-- start SELECTED EXTRACT --

Ok, FIIIIINALLY i've got some updates... containing good news

The other day, i "scored out" a little prototype board (copper-clad pcb, pencil, box-cutter knife and elbow-grease

) - no frills:
- RS485 transceiver chip (in this case, a TI SN65LBC179A)
- 100n 0603 bypass cap
- 15R series input resistor
- a BelFuse MagJack scavenged from an old 3Com network card
On the receiving end, a daughterboard from a Lenovo laptop (containing the DC-in jack, RJ45 / transformer / LAN chip) - nice and compact, and easily scope-able

Hooked up my sig-gen, set it for 6MHz, powered up the board, hooked up a 3-5m(?) CAT5 cable (couldn't be bothered to unroll & measure it), and... all is well!

-- end SELECTED EXTRACT --
-- start DATASET SECTION --

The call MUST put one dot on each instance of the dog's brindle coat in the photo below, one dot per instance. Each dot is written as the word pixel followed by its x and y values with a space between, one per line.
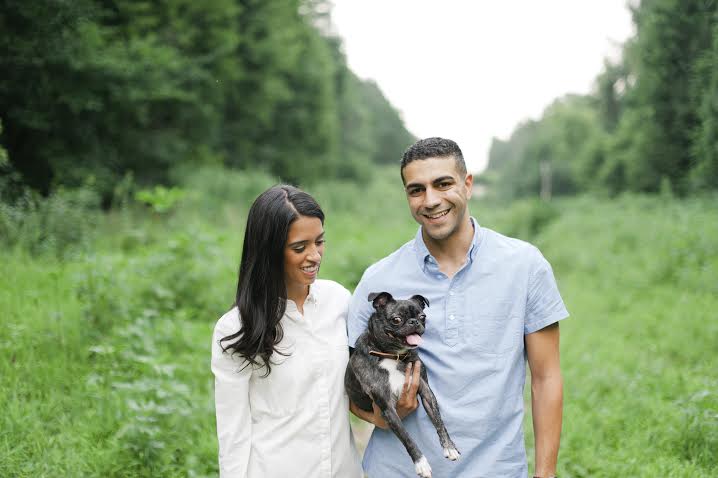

-- end DATASET SECTION --

■ **REQUIREMENTS**:
1. In the prototype board post, why is the CAT5 cable length stated only as "3-5m(?)"? Answer in one to three sentences.
2. Continue the post about the RS485 prototype board, picking up right after its last sentence.
None of the material is needed here.

■ **OUTPUTS BY TASK**:
1. The writer didn't unroll and measure the cable, so its length is only an estimate, marked as uncertain with the question mark.

2.
As suspected, i might need to toy around in the prototype for the receiver end, with some termination resistors, to clean up the edges, but for a preliminary test, i'm REALLY happy

My biggest worry was that, considering this whole system is AC-coupled (via the Ethernet magnetics), the voltage droop on a sustained succession of same-value bits (such as the string of 10 zeroes that is the sync frame in the ADAT protocol) would be too great, and as such, would make this whole idea a no-go.
Not the case 
I wound down the input signal all the way to 600kHz - the droop from between the start of the squarewave and its transition back to zero was a mere 0.2v (of a 2.5Vpp signal). Took it down even further, down to 200kHz - droop merely doubled, to about 0.4v. That's waaaaay more than plenty for me

Yep, this thing's starting to look pretty damn promising, if i may say so myself

EDIT: As a side-note, the driver sips about 15mA with an input of 2-600kHz, 18mA at 2MHz and up to 32mA at 6MHz.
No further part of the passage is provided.